> Исходный текст:
▼
Права – не манна небесная. Они, как титулы и ранги, жалуются, покупаются, захватываются. Поскольку демократии отказывали СССР на переговорах в равных правах и одинаковой безопасности, он принялся утверждать их, пренебрегая (по Черчиллю) «буквой закона», явочным порядком.
Действия советской стороны, особенно в Прибалтике, выносившие передний край обороны на максимально возможное расстояние от жизненно важных центров страны, вобрали в 1939–1940 годах все пороки тогдашнего великодержавного мышления и практики. Просчет Москвы состоял в недоучете древнего табу: что позволено Юпитеру, то запрещено…
Третье. «Инсценировка Рапалло» протекала под гул боев на Халхин-Голе. Первое аутентичное известие о сдвигах в советско-германских отношениях японцы получили только вечером 21 августа (телефонный разговор Риббентропа с послом Осимой). Для руководства Японии, завязавшегося на военную солидарность рейха, это было потрясением. Оно деформировало всю «антикоминтерновскую» конструкцию. Вера Токио в стратегического союзника была подорвана неизлечимо. Правительство Хиранумы ушло в отставку. Новый кабинет занялся выработкой военно-политической платформы, в которой широкомасштабная агрессия против Советского Союза сдвигалась на неопределенное время.
Одним из последствий 23 августа – неожиданным и крайне неприятным для Берлина – стало заключение 13 апреля 1941 года японо-советского договора о нейтралитете. Гитлер и Риббентроп тщились отговорить министра иностранных дел Мацуоку от этого шага. В информации для Берлина Мацуока (один из самых больших почитателей нацизма и яростный приверженец единения с ним) утверждал, что договор «не ущемляет тройственного пакта» и имеет для Японии большое значение, ибо должен произвести «впечатление на Чан Кайши и облегчить японцам переговоры с ним». Кроме того, «договор укрепит позиции Японии по отношению к США и Англии». Токио расплачивался с немцами их же фальшивыми купюрами[277].
Четвертое. Советский Союз показал всем, что не намерен быть «объектом» в чужих комбинациях и в состоянии отстаивать свои интересы. Демократы были предупреждены, что от «способствования» германской экспансии на восток им ничего путного ждать не приходится, что СССР не станет сам себя линчевать и воспротивится, если подобной процедурой займутся другие.
Но недаром повторение слывет матерью учения, ибо преподать урок и усвоить его – отнюдь не одно и то же.
Глава 4
Тяжкий путь познания
Социальная зашоренность и имперские амбиции мешали и мешают превратить политику в науку, в ту точную дисциплину, что не терпит разных критериев в приложении к действиям одного порядка любых государств и их руководителей. Предыстория Второй мировой войны, летопись слияния разрозненных конфликтов в глобальный пожар – сертификат того, что упущенные возможности есть почти всегда добавленные осложнения и приобретенные новые опасности. И вместе с тем назидание: несказанно проще зло предотвращать, чем исправлять его.
▲
> Записи набора данных:
▼
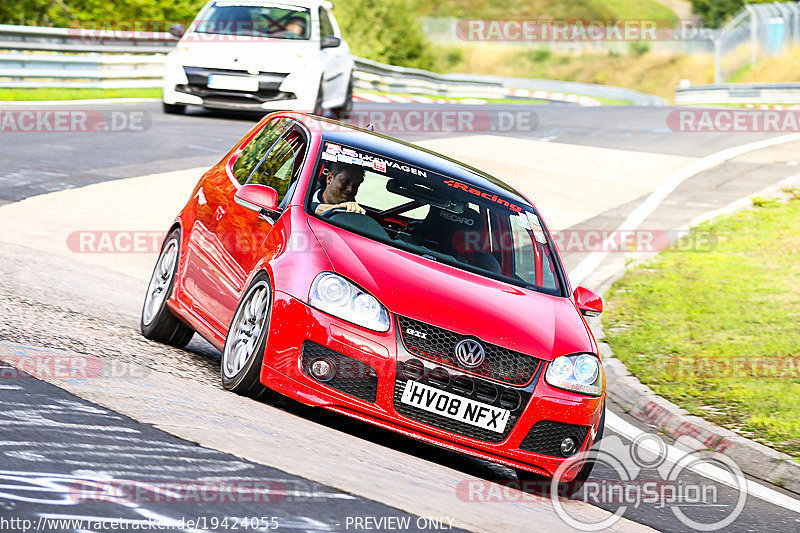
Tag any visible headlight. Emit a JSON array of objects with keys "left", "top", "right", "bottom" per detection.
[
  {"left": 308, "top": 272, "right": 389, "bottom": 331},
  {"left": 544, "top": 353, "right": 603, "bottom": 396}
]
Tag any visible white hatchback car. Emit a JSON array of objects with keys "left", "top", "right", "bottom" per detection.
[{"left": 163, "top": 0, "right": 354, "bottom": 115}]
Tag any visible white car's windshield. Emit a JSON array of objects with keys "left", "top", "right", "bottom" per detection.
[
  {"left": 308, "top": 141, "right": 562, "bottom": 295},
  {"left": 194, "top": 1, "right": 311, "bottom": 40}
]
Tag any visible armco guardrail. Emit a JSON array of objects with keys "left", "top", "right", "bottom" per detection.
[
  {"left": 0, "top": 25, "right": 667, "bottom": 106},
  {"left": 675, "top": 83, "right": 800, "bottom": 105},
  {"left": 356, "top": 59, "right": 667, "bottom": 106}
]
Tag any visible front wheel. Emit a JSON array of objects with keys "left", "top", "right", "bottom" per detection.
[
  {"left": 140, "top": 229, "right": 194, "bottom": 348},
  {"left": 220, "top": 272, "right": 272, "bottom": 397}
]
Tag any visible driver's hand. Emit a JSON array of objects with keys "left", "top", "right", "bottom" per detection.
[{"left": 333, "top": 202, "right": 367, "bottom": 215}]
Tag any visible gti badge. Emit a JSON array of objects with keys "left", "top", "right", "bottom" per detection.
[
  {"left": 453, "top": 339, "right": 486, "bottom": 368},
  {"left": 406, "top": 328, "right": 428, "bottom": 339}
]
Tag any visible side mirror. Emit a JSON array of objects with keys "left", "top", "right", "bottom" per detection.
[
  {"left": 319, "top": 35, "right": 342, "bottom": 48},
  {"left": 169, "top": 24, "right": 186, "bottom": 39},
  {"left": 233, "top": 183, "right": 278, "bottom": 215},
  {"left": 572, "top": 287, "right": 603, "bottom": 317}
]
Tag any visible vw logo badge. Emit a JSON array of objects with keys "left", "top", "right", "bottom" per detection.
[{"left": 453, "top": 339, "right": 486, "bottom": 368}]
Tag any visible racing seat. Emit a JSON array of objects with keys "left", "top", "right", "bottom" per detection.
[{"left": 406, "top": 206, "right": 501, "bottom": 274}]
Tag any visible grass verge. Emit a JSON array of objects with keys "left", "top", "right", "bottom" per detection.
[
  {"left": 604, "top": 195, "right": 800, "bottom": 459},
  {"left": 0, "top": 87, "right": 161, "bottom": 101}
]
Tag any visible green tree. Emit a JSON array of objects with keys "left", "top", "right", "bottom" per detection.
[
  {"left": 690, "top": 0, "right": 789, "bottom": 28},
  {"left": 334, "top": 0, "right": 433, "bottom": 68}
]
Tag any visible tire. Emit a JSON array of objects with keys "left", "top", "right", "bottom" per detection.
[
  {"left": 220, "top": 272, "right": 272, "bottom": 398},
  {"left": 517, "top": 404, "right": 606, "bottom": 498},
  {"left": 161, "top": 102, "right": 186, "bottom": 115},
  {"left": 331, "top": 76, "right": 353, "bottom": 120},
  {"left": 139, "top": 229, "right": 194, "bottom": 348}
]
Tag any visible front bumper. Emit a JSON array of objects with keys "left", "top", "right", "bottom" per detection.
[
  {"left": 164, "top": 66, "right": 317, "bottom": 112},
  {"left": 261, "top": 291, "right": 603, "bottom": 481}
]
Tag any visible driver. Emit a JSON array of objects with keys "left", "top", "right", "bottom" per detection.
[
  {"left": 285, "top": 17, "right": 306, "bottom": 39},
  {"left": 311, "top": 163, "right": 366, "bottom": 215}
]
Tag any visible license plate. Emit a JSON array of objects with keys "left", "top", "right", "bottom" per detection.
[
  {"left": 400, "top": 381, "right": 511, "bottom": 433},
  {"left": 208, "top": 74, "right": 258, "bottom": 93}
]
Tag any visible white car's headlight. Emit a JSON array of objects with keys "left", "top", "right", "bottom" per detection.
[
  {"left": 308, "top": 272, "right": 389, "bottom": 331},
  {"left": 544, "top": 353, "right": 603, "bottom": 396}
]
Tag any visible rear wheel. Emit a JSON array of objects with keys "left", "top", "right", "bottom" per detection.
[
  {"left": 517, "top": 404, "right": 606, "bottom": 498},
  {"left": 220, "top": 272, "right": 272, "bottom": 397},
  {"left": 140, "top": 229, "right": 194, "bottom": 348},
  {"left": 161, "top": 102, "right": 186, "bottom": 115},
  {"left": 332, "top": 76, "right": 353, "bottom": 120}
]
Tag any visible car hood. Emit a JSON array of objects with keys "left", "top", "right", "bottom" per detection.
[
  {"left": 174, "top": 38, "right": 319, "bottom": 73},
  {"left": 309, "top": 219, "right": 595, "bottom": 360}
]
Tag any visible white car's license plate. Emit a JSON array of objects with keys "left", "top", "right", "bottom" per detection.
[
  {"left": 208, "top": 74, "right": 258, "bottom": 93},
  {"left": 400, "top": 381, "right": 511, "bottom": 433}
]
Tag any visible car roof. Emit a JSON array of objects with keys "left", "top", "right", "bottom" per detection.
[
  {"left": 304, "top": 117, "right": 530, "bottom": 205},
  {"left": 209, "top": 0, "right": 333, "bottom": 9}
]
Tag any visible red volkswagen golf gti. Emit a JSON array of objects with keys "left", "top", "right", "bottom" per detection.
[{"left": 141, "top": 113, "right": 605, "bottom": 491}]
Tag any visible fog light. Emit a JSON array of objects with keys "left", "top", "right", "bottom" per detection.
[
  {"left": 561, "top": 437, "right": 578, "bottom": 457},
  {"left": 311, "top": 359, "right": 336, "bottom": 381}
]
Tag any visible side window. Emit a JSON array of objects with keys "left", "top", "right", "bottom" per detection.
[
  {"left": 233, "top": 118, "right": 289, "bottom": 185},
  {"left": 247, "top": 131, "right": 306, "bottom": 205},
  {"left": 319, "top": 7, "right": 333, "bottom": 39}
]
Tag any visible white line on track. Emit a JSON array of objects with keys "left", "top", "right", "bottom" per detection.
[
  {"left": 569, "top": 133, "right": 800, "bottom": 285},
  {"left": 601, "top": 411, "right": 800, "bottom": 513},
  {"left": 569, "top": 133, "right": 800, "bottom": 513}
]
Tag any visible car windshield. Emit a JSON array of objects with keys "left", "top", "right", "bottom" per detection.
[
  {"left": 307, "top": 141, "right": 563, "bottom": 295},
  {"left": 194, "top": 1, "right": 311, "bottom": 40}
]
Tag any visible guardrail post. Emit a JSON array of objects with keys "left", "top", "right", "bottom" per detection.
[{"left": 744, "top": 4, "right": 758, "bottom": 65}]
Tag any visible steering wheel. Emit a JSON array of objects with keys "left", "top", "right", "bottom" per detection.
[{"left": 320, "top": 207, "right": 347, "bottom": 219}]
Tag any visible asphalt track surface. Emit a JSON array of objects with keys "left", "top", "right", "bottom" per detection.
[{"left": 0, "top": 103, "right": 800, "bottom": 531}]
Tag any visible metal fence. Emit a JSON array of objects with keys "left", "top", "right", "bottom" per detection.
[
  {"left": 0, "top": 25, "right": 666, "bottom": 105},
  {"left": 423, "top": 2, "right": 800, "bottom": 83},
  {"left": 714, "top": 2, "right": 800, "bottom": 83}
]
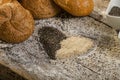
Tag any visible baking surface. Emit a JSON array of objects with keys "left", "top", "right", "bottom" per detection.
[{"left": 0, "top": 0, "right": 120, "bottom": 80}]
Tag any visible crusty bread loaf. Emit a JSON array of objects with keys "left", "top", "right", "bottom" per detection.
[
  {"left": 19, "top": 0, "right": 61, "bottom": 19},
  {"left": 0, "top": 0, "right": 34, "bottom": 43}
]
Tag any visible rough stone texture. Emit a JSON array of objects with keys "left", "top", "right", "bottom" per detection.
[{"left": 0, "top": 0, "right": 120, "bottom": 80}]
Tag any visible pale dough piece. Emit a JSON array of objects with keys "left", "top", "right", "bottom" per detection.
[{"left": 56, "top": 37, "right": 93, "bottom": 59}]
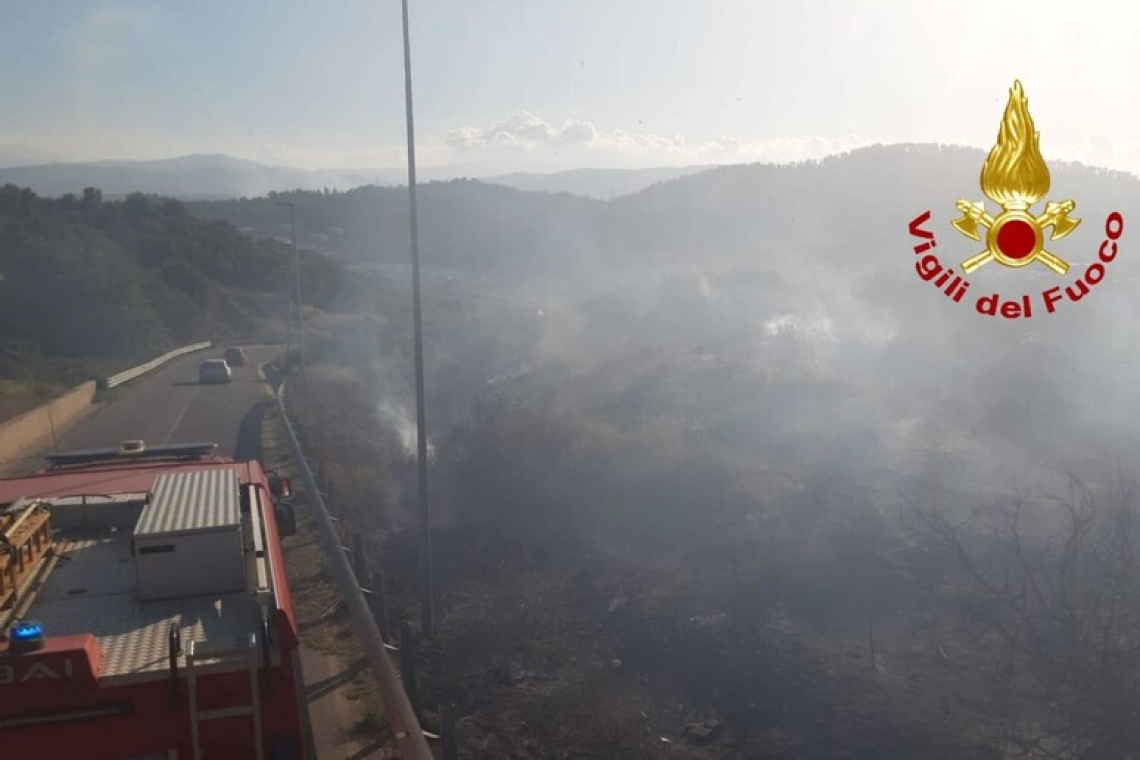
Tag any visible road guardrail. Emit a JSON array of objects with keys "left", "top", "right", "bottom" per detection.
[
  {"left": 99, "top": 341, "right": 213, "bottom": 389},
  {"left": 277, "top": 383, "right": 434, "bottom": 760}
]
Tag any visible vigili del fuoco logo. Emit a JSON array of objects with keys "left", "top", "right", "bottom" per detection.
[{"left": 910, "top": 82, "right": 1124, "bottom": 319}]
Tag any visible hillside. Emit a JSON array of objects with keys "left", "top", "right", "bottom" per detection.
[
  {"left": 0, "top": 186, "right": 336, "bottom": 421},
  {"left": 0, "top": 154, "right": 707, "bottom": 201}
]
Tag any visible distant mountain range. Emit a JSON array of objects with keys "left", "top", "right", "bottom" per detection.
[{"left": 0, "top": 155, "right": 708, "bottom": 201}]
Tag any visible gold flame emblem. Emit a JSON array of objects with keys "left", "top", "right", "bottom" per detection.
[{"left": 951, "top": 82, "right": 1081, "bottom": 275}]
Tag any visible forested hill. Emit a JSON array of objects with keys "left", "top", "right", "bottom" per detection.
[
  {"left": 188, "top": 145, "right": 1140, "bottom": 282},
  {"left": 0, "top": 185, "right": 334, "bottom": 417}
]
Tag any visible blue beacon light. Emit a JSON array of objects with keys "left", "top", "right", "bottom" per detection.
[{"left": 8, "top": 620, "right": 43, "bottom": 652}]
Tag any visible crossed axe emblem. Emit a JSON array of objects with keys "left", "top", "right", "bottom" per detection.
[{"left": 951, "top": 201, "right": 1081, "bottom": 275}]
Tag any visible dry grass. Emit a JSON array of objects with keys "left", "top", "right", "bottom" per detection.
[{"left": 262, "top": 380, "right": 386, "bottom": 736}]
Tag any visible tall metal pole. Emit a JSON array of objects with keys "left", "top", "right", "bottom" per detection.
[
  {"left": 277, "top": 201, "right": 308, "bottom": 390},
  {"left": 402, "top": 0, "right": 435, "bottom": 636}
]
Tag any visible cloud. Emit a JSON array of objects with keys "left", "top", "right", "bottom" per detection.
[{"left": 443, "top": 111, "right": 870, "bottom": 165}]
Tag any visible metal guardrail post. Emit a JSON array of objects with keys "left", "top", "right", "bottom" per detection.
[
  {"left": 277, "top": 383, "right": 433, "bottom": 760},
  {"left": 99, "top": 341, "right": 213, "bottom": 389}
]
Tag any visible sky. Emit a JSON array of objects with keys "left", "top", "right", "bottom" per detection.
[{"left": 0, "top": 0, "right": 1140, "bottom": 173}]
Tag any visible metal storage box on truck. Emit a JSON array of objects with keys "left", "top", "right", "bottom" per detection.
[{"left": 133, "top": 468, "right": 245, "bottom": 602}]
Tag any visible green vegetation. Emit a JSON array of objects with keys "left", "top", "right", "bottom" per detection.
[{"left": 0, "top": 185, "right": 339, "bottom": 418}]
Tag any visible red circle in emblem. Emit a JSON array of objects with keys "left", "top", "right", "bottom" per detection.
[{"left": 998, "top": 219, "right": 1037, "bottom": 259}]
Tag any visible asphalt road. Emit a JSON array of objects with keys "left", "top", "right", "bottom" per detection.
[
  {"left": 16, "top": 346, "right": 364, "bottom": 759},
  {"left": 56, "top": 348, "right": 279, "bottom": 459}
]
▲
> Обязательное задание A:
Проверьте, согласуются ли утверждения (i)–(iii) с текстом о предыстории Второй мировой войны. Для каждого дайте ответ «да» или «нет» и приведите дословную цитату из текста, которая это решает. (i) Японо-советский договор о нейтралитете заключен 13 апреля 1941 года. (ii) Гитлер и Риббентроп поддерживали намерение Мацуоки заключить этот договор. (iii) После известия о сдвигах в советско-германских отношениях правительство Хиранумы сохранило свой пост.
> Обязательное задание B:
Подхватите текст о предыстории Второй мировой войны и продолжите его, начав сразу после последнего приведенного предложения.
Строки получены из другого источника и с текстом не связаны.

> Письменный ответ A:
(i) Да: «заключение 13 апреля 1941 года японо-советского договора о нейтралитете».
(ii) Нет: «Гитлер и Риббентроп тщились отговорить министра иностранных дел Мацуоку от этого шага».
(iii) Нет: «Правительство Хиранумы ушло в отставку».

> Письменный ответ B:
Сосредоточься нацисты в делах не только внутренних, но еще больше внешних на искоренении «красной крамолы», у них не возникло бы непримиримых противоречий и трений с демократиями. В качестве щита и меча против «большевизма» гитлеровцы могли рассчитывать на понимание и щедрую отзывчивость по обе стороны Атлантики.
Порой до незаметности тонкой была грань, отделявшая фюрера с единоверцами от многих их критиков из национал-консервативной оппозиции. И те и другие выступали за ревизию Версаля, за «великую германскую империю» как общий дом для «всех немцев», за место под африканским, латиноамериканским, ближневосточным солнцем. О европейском и говорить нечего. Только первый отстаивал программу экспансии, не знавшей пределов, а публика, слывшая за респектабельную, рекомендовала не задирать конкурентов, не покушаться без особой нужды на основной капитал США, Англии и Франции.
Готовность Англии, Франции и США сговориться с «благоразумными» и «солидными» деятелями в Германии вытекала – и это принципиально важно – из признания притязаний немецкого империализма как некоего имманентно присущего ему права. Западные державы ставили от силы пару условий: экспансия – «да», но в районы, которые по разным причинам не были жестко сочленены со сферами влияния демократий, и желательно экспансия без крайних форм принуждения. До нападения на Польшу эти неписаные правила хорошо, худо ли – соблюдались. После польского похода нацистам давалась возможность «исправиться», продолжив без промедления агрессию на Восток. На взгляд оппонентов Гитлера, он упустил редкостный шанс. Сие куда существенней, чем полководческие ошибки, которые фюрер делал или которые ему приписывают.
Почему нельзя об этом не говорить? Прежде всего, из-за точности, если не отменяется задача установить, когда и на чем внешнеполитические пути нацистской Германии и демократий разошлись. Не формально, а по существу. Это полезно знать, если есть желание выяснить, что из опрокинутого ходом развития сохранилось как реликт в подтексте политики западных держав, в подсознании ее ведущих персонажей после того, как антигитлеровская коалиция стала фактом и из имперских немцев начали выколачивать высокомерие, это нелишне высветить, чтобы понять, как атавизмы отражались не в формулировках союзнических решений, но в практике их реализации. Политические, идейные, социальные театры разнились от театров военных. Здесь тоже были свои вторые, третьи и т. д. фронты и множество боев за линиями, прочерченными на картах и в сознании.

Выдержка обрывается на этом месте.